Text excerpt:
========================================================================

In 1993, Noe testified in his divorce case that Mifsud and Voinovich's cohort Vincent Panichi were now his coin clients. Panichi later figured in a 1996 money laundering scandal involving donations from Banks' underage nieces of $1000 each to the Voinovich campaign.
Panichi also told a grand jury that Voinovich had approved a $60,000 illegal payment from his 1994 gubernatorial campaign fund to his own family's business, headed by his brother Paul Voinovich. The Governor later said Panichi probably told him this, but he hadn't heard it because his hearing aid was turned off or malfunctioning.
A very public high roller, Mifsud openly bragged of alleged ties to the CIA. He also claimed membership in the secretive Knights of Malta, running the Maltese American Foundation. The Knights and the CIA have been accused in various news reports of working together in covert operations around the globe.
Mifsud's own autobiography claimed service in "military intelligence" with the United States Air Force between 1966-1970. Columbus Alive revealed in an award-winning article that Mifsud was indeed the key player in spending millions of Ohio tax dollars to bring the CIA-affiliated drug-running Southern Air Transport airline to Columbus in 1995.
The infamous Iran-Contra airline went bankrupt in October 1998 after the CIA Inspector General confirmed printed allegations that a dozen of its pilots were linked to drug running. A downed Southern Air Transport plane led to the Reagan-Era Iran-Contra scandals.
Noe's Coingate goes to the Bush family through Misfud, whose connections to George Herbert Walker Bush date from the 1970s. Regardless of his alleged CIA connections, Misfud chaired Bush1's Cuyahoga County Bush for President Committee in 1979. Mifsud was also vice chairman for Ohio?s 1988 Bush for President Committee.
Mifsud was investigated by Ohio Inspector General David Sturtz during Voinovich's first term as governor (1991-1995). Voinovich fired Sturtz. But not before Columbus ALIVE uncovered Mifsud's role in helping Banks jump from being a bar room bouncer to the state's leading minority contractor, a major Voinovich donor, and the contractor of choice for Mifsud's girl friend's house.

========================================================================

Information supplied:

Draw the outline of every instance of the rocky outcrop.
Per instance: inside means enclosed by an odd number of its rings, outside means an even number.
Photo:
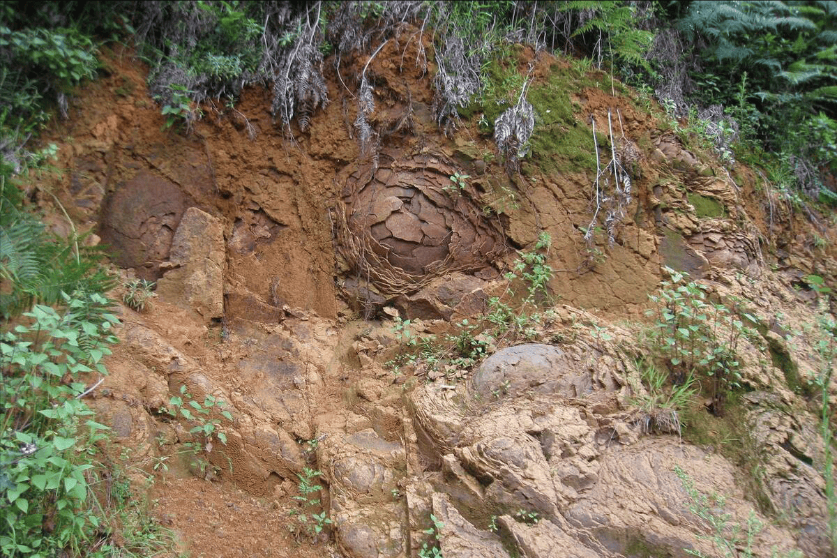
[[[226,244],[219,219],[189,207],[172,240],[168,269],[157,282],[157,294],[186,304],[204,318],[223,315],[223,269]]]
[[[387,294],[419,289],[439,274],[475,271],[505,251],[466,178],[441,154],[382,151],[345,169],[338,248],[351,269]]]

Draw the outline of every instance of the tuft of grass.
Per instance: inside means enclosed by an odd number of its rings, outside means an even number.
[[[668,374],[653,363],[635,363],[647,392],[637,396],[634,403],[639,407],[638,423],[644,433],[676,433],[682,436],[680,412],[691,402],[696,390],[691,374],[680,386],[666,387]]]

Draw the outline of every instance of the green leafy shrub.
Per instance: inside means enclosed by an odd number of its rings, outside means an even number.
[[[680,478],[683,489],[689,496],[689,511],[698,517],[710,530],[710,536],[700,535],[701,539],[711,541],[716,550],[724,558],[752,558],[755,555],[753,543],[756,535],[763,529],[764,523],[761,521],[753,511],[747,518],[747,524],[734,523],[730,514],[724,509],[727,499],[722,494],[710,495],[701,493],[695,488],[691,478],[680,467],[675,467],[675,474]],[[692,549],[684,549],[686,554],[698,558],[709,558],[707,555]],[[788,554],[777,555],[775,549],[773,556],[782,558],[802,558],[802,553],[794,550]]]
[[[320,498],[316,497],[322,485],[317,484],[316,479],[322,476],[322,472],[310,467],[303,467],[302,473],[297,473],[296,477],[300,479],[297,488],[299,495],[294,496],[294,499],[300,503],[301,509],[294,509],[290,515],[295,520],[295,525],[291,529],[300,530],[307,534],[311,539],[331,525],[331,518],[326,516],[326,510],[321,509],[320,513],[315,513],[315,509],[321,508]]]
[[[650,334],[652,350],[667,362],[675,383],[692,374],[705,379],[713,410],[721,414],[725,395],[741,387],[738,343],[742,335],[754,340],[758,335],[725,305],[710,302],[702,285],[665,270],[670,280],[662,282],[659,294],[649,295],[656,305],[646,313],[656,319]]]
[[[90,418],[80,374],[106,373],[116,339],[110,303],[95,293],[43,305],[0,337],[0,550],[4,555],[80,553],[100,519],[86,505],[86,471],[105,427]]]
[[[27,166],[24,147],[67,95],[99,67],[91,38],[74,28],[13,30],[0,18],[0,155],[12,173]]]
[[[226,410],[226,407],[227,404],[223,401],[211,395],[206,396],[203,403],[196,401],[184,385],[180,387],[178,395],[169,398],[168,407],[160,409],[161,412],[167,414],[172,420],[186,421],[189,427],[188,433],[194,436],[195,439],[184,443],[184,449],[178,453],[188,457],[189,465],[193,468],[194,472],[205,479],[211,478],[218,472],[212,467],[208,459],[215,441],[227,445],[227,435],[220,427],[221,419],[232,421],[233,415]],[[220,415],[221,418],[218,415]],[[163,467],[165,459],[159,459],[157,463],[161,465],[155,466],[155,468],[166,468]]]

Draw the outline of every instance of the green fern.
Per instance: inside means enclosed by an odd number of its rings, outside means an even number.
[[[0,316],[8,320],[36,302],[63,304],[63,294],[104,292],[112,278],[99,264],[101,248],[83,238],[59,238],[38,218],[22,209],[15,187],[0,179]],[[18,200],[15,203],[15,198]]]
[[[573,37],[583,37],[592,31],[598,31],[602,38],[606,38],[608,54],[612,59],[619,59],[628,64],[641,66],[650,70],[645,54],[654,41],[654,33],[636,28],[637,10],[633,3],[621,2],[588,2],[580,0],[567,2],[559,10],[575,13],[593,13],[588,19],[573,33]],[[594,53],[602,58],[601,45],[603,41],[597,36],[592,39]]]

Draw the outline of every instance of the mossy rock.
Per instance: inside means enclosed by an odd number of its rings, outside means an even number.
[[[723,217],[727,212],[723,203],[714,197],[708,197],[694,192],[690,192],[687,197],[689,198],[689,203],[695,207],[695,215],[698,218]]]

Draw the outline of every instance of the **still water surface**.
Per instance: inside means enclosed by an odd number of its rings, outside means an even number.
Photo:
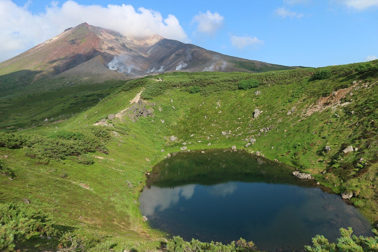
[[[242,152],[178,153],[153,168],[139,209],[152,227],[187,240],[242,237],[271,251],[302,251],[318,234],[333,241],[341,227],[373,235],[358,209],[294,170]]]

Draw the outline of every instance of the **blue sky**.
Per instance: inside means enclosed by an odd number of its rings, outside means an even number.
[[[378,57],[378,0],[0,0],[0,61],[85,22],[288,66]]]

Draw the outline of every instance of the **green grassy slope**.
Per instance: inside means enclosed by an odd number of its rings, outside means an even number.
[[[30,207],[51,213],[62,230],[105,232],[112,237],[100,240],[113,241],[115,251],[154,249],[164,234],[147,230],[134,201],[145,184],[145,173],[167,153],[181,151],[185,141],[191,143],[186,146],[192,150],[235,145],[249,153],[261,152],[271,160],[311,173],[336,193],[355,193],[351,201],[376,224],[377,65],[374,61],[258,74],[173,73],[154,76],[163,82],[148,77],[128,82],[67,120],[17,133],[48,136],[91,125],[130,107],[143,87],[142,96],[148,98],[146,105],[153,110],[153,117],[135,122],[130,115],[108,119],[108,126],[102,127],[112,136],[106,144],[108,154],[90,153],[94,160],[90,165],[68,159],[39,164],[22,149],[0,147],[0,158],[13,173],[12,181],[0,176],[0,200],[26,198]],[[329,74],[314,77],[322,71]],[[238,89],[240,80],[251,78],[260,85]],[[261,93],[256,94],[257,91]],[[254,118],[256,108],[262,111]],[[176,141],[168,139],[172,135],[178,138]],[[256,142],[245,148],[244,139],[251,138]],[[350,145],[358,150],[342,152]],[[331,147],[328,153],[326,145]],[[33,250],[35,244],[47,249],[58,243],[57,239],[50,244],[37,238],[33,241],[19,246]]]

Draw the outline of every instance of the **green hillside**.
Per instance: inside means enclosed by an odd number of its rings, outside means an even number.
[[[243,85],[251,83],[254,87]],[[234,145],[311,173],[327,190],[354,193],[351,202],[377,224],[377,86],[378,60],[253,74],[176,72],[124,82],[110,95],[98,96],[102,99],[92,107],[65,108],[66,114],[75,114],[69,119],[46,122],[43,110],[48,102],[20,96],[12,109],[29,102],[43,115],[34,125],[27,126],[31,116],[3,117],[0,122],[1,208],[13,202],[41,210],[49,214],[45,222],[52,227],[19,234],[15,248],[161,248],[165,234],[143,222],[138,198],[146,173],[167,153],[181,151],[183,142],[191,142],[191,150]],[[132,106],[141,91],[143,103]],[[73,90],[72,95],[85,92]],[[3,100],[0,106],[8,106]],[[254,117],[256,109],[260,113]],[[136,116],[144,111],[153,116]],[[17,130],[22,125],[26,129]],[[177,139],[170,141],[172,135]],[[256,142],[245,147],[251,138]],[[353,151],[343,152],[350,145]],[[52,238],[41,239],[41,233]],[[176,246],[181,242],[175,241]],[[168,249],[179,251],[174,242],[168,242]],[[253,251],[248,246],[239,248]]]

========================================================================

Problem to work on: Reproduce the entire passage on Mifsud and Voinovich word for word. The listing is separate material and has no connection to the passage on Mifsud and Voinovich.

Answer space:
In 1993, Noe testified in his divorce case that Mifsud and Voinovich's cohort Vincent Panichi were now his coin clients. Panichi later figured in a 1996 money laundering scandal involving donations from Banks' underage nieces of $1000 each to the Voinovich campaign.
Panichi also told a grand jury that Voinovich had approved a $60,000 illegal payment from his 1994 gubernatorial campaign fund to his own family's business, headed by his brother Paul Voinovich. The Governor later said Panichi probably told him this, but he hadn't heard it because his hearing aid was turned off or malfunctioning.
A very public high roller, Mifsud openly bragged of alleged ties to the CIA. He also claimed membership in the secretive Knights of Malta, running the Maltese American Foundation. The Knights and the CIA have been accused in various news reports of working together in covert operations around the globe.
Mifsud's own autobiography claimed service in "military intelligence" with the United States Air Force between 1966-1970. Columbus Alive revealed in an award-winning article that Mifsud was indeed the key player in spending millions of Ohio tax dollars to bring the CIA-affiliated drug-running Southern Air Transport airline to Columbus in 1995.
The infamous Iran-Contra airline went bankrupt in October 1998 after the CIA Inspector General confirmed printed allegations that a dozen of its pilots were linked to drug running. A downed Southern Air Transport plane led to the Reagan-Era Iran-Contra scandals.
Noe's Coingate goes to the Bush family through Misfud, whose connections to George Herbert Walker Bush date from the 1970s. Regardless of his alleged CIA connections, Misfud chaired Bush1's Cuyahoga County Bush for President Committee in 1979. Mifsud was also vice chairman for Ohio?s 1988 Bush for President Committee.
Mifsud was investigated by Ohio Inspector General David Sturtz during Voinovich's first term as governor (1991-1995). Voinovich fired Sturtz. But not before Columbus ALIVE uncovered Mifsud's role in helping Banks jump from being a bar room bouncer to the state's leading minority contractor, a major Voinovich donor, and the contractor of choice for Mifsud's girl friend's house.